Data supplied:
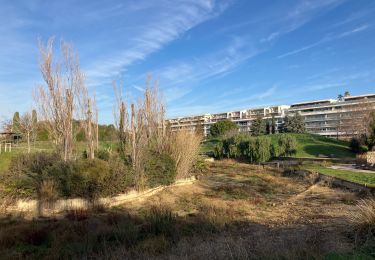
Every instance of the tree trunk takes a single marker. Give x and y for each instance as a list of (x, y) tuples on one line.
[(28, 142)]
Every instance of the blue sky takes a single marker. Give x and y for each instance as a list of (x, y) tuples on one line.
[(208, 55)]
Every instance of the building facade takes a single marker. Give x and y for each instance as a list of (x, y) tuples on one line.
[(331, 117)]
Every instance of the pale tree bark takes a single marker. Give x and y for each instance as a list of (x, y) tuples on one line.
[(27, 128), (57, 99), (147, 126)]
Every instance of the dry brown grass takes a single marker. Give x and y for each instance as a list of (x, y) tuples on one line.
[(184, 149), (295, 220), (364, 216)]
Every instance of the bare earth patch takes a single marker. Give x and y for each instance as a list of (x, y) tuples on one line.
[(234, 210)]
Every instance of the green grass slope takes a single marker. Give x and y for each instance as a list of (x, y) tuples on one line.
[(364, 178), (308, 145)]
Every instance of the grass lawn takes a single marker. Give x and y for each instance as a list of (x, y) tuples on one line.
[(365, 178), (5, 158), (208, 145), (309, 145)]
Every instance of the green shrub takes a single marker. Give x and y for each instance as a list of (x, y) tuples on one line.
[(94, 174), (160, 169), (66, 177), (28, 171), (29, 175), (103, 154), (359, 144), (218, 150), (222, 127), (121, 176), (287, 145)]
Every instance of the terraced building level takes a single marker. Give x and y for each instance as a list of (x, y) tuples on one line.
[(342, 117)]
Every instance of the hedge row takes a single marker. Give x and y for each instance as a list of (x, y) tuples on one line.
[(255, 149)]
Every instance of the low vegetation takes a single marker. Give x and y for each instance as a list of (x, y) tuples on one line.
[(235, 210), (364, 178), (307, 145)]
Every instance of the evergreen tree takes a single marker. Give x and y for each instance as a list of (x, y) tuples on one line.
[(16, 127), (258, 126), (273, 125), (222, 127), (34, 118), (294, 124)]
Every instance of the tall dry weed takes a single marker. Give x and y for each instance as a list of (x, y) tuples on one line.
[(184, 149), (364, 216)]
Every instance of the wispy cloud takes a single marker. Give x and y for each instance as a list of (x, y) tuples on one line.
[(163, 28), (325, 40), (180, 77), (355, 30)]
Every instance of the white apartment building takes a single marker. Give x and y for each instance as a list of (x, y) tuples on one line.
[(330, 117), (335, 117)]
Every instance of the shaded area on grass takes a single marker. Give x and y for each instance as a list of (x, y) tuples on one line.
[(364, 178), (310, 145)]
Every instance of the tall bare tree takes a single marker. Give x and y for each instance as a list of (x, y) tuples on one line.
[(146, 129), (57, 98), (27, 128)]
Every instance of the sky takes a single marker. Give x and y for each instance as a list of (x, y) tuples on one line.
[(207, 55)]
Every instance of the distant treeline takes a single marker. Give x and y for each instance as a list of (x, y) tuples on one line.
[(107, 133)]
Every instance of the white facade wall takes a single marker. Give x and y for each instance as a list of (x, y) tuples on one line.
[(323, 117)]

What the task asks: Copy out the entries word for word, starting at the line that contains "Every instance of the white facade" and ending at the last line of the entries.

Solved exercise:
Every instance of the white facade wall takes a single marker. Give x and y for each instance as a list of (x, y) tuples on one line.
[(323, 117)]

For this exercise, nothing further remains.